GIVEN DATA:
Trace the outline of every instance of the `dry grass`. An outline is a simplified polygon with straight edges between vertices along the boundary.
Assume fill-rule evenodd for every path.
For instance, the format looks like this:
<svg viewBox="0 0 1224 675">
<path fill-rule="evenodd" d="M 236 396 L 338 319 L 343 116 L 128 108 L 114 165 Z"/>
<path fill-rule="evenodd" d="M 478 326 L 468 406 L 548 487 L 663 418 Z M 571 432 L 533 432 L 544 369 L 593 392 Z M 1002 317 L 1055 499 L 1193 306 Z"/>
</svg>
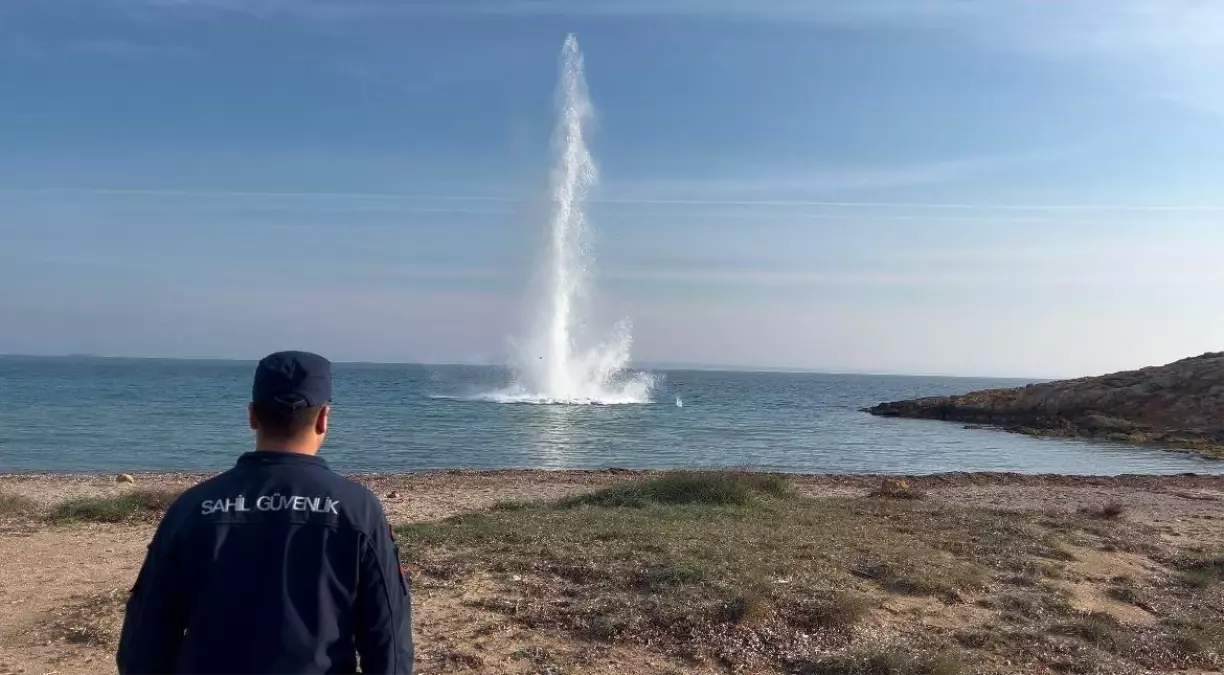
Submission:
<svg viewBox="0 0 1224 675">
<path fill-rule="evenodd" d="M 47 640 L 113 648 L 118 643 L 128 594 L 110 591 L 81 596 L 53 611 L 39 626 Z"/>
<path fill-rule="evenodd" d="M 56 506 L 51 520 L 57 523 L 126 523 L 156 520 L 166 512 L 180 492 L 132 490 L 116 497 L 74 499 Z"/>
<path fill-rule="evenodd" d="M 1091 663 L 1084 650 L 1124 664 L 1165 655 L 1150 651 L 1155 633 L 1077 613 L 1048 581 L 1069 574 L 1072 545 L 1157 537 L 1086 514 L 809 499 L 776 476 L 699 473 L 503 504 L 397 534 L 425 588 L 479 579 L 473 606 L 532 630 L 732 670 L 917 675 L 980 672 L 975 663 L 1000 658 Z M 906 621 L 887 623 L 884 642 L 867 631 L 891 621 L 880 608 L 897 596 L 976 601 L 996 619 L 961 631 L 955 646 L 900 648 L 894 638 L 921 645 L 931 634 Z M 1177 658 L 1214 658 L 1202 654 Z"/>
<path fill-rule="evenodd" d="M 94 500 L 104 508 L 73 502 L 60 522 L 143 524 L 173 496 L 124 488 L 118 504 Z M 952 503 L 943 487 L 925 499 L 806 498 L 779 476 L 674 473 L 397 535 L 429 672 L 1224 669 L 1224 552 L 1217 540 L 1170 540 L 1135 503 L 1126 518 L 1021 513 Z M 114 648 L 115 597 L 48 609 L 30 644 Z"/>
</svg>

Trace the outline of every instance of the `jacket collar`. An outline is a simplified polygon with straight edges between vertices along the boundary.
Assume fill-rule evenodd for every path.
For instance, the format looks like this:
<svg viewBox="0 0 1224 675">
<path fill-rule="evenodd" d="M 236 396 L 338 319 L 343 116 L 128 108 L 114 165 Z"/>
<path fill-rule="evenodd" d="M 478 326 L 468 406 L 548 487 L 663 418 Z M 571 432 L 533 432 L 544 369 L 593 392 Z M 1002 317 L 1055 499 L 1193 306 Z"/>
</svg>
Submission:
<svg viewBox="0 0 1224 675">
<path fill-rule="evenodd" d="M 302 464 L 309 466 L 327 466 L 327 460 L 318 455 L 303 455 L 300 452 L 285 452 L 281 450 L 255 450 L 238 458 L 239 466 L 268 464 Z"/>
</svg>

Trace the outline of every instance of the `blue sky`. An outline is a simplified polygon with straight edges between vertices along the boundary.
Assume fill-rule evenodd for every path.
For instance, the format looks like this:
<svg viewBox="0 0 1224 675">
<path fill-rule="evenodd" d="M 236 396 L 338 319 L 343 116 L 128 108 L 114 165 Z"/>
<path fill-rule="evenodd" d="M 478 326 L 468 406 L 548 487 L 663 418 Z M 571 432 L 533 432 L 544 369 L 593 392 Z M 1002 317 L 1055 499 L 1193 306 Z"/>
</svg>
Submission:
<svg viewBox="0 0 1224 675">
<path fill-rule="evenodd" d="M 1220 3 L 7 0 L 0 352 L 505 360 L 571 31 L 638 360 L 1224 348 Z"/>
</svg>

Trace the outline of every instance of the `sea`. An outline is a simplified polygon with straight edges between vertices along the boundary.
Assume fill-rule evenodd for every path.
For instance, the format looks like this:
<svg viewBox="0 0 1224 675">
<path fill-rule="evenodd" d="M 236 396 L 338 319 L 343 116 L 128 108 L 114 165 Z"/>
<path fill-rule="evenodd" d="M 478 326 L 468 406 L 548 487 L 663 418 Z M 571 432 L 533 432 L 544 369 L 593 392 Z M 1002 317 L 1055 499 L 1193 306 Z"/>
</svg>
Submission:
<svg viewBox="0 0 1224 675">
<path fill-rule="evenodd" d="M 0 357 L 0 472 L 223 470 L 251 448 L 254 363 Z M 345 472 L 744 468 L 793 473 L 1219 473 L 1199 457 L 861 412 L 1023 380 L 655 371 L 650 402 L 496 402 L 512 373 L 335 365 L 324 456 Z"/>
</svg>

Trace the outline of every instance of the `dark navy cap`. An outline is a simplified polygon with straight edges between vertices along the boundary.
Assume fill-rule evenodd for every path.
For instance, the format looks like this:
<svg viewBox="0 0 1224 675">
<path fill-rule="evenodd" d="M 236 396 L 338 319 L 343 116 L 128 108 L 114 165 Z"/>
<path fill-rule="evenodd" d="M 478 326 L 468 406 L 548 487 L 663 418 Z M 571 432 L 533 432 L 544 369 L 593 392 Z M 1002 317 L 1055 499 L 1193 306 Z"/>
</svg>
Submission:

TO DO: Leaving the pictures out, reproduce the entries above exactly.

WRITTEN RESPONSE:
Trace the outline of every instance of the `dry grass`. An outline is a simplified polygon with straight edges between vertices along the boundary.
Assume fill-rule evenodd for every path.
For instance, the format looks like this:
<svg viewBox="0 0 1224 675">
<path fill-rule="evenodd" d="M 236 396 L 338 319 L 343 116 L 128 108 L 114 165 Z"/>
<path fill-rule="evenodd" d="M 478 326 L 468 406 L 548 487 L 663 418 Z M 571 432 L 533 432 L 544 369 L 593 392 Z M 1002 317 L 1055 499 L 1193 306 Z"/>
</svg>
Submission:
<svg viewBox="0 0 1224 675">
<path fill-rule="evenodd" d="M 47 640 L 113 648 L 118 643 L 128 594 L 110 591 L 81 596 L 53 611 L 39 626 Z"/>
<path fill-rule="evenodd" d="M 56 506 L 51 520 L 57 523 L 126 523 L 156 520 L 166 512 L 180 492 L 132 490 L 116 497 L 74 499 Z"/>
<path fill-rule="evenodd" d="M 1091 663 L 1084 650 L 1124 664 L 1165 655 L 1150 651 L 1155 633 L 1077 613 L 1048 581 L 1069 574 L 1072 545 L 1157 537 L 1086 514 L 809 499 L 776 476 L 699 473 L 503 504 L 397 534 L 425 588 L 479 579 L 473 606 L 532 630 L 732 670 L 917 675 L 980 672 L 975 663 L 1000 658 Z M 906 621 L 887 623 L 884 642 L 867 631 L 891 621 L 880 608 L 897 596 L 976 601 L 996 619 L 961 631 L 955 646 L 900 648 L 894 638 L 921 645 L 931 634 Z M 1177 658 L 1214 658 L 1202 654 Z"/>
<path fill-rule="evenodd" d="M 94 500 L 104 508 L 73 502 L 60 522 L 143 524 L 173 496 L 124 488 L 118 504 Z M 952 503 L 943 487 L 925 499 L 806 498 L 779 476 L 674 473 L 397 535 L 429 672 L 1224 669 L 1224 552 L 1217 540 L 1170 540 L 1135 503 L 1126 518 L 1021 513 Z M 114 648 L 115 597 L 48 609 L 30 644 Z"/>
</svg>

Trace the outline of every instance of the `jacket collar`. An outline is a simplified polygon with straight edges between vertices along the boundary.
Assume fill-rule evenodd for every path.
For instance, the format looks like this:
<svg viewBox="0 0 1224 675">
<path fill-rule="evenodd" d="M 236 396 L 338 319 L 343 116 L 128 108 L 114 165 Z"/>
<path fill-rule="evenodd" d="M 478 326 L 468 406 L 548 487 L 663 418 Z M 571 432 L 533 432 L 544 369 L 593 392 Z M 1002 317 L 1055 499 L 1193 306 Z"/>
</svg>
Submission:
<svg viewBox="0 0 1224 675">
<path fill-rule="evenodd" d="M 302 464 L 309 466 L 327 466 L 327 460 L 318 455 L 303 455 L 300 452 L 285 452 L 281 450 L 255 450 L 238 458 L 239 466 L 268 464 Z"/>
</svg>

Trace the outline of every instance of the `blue sky`. An outline is a simplified polygon with straight edges between vertices along the boundary.
Assume fill-rule evenodd for every path.
For instance, the format looks like this:
<svg viewBox="0 0 1224 675">
<path fill-rule="evenodd" d="M 236 396 L 338 319 L 343 116 L 128 108 L 114 165 Z"/>
<path fill-rule="evenodd" d="M 478 326 L 468 406 L 548 487 L 663 418 Z M 571 432 L 533 432 L 544 369 L 593 392 Z M 1002 317 L 1055 499 L 1193 306 Z"/>
</svg>
Submission:
<svg viewBox="0 0 1224 675">
<path fill-rule="evenodd" d="M 1220 3 L 7 0 L 0 352 L 505 360 L 571 31 L 638 360 L 1224 348 Z"/>
</svg>

Trace the outline of every instance of the `sea`. An outline is a simplified polygon with straight edges between vertices along the boundary.
Assume fill-rule evenodd for every path.
For instance, the format looks like this:
<svg viewBox="0 0 1224 675">
<path fill-rule="evenodd" d="M 236 396 L 338 319 L 343 116 L 128 108 L 114 165 Z"/>
<path fill-rule="evenodd" d="M 478 326 L 468 406 L 548 487 L 663 418 Z M 571 432 L 533 432 L 544 369 L 593 392 Z M 1002 317 L 1055 499 L 1193 306 Z"/>
</svg>
Submission:
<svg viewBox="0 0 1224 675">
<path fill-rule="evenodd" d="M 0 357 L 0 472 L 223 470 L 251 448 L 254 363 Z M 345 472 L 744 468 L 793 473 L 1219 473 L 1199 457 L 861 412 L 1023 380 L 655 371 L 650 402 L 496 402 L 512 373 L 335 365 L 324 456 Z"/>
</svg>

Trace the outline of every instance of the `dark navy cap`. An outline is a simplified polygon with straight edges between vertices along the boundary.
Assume fill-rule evenodd for every path.
For instance, the format looks like this:
<svg viewBox="0 0 1224 675">
<path fill-rule="evenodd" d="M 236 396 L 338 319 L 343 116 L 128 108 L 114 165 Z"/>
<path fill-rule="evenodd" d="M 478 326 L 468 406 L 548 487 L 663 418 Z M 571 432 L 533 432 L 544 369 L 593 392 Z M 1002 317 L 1055 499 L 1193 306 Z"/>
</svg>
Submission:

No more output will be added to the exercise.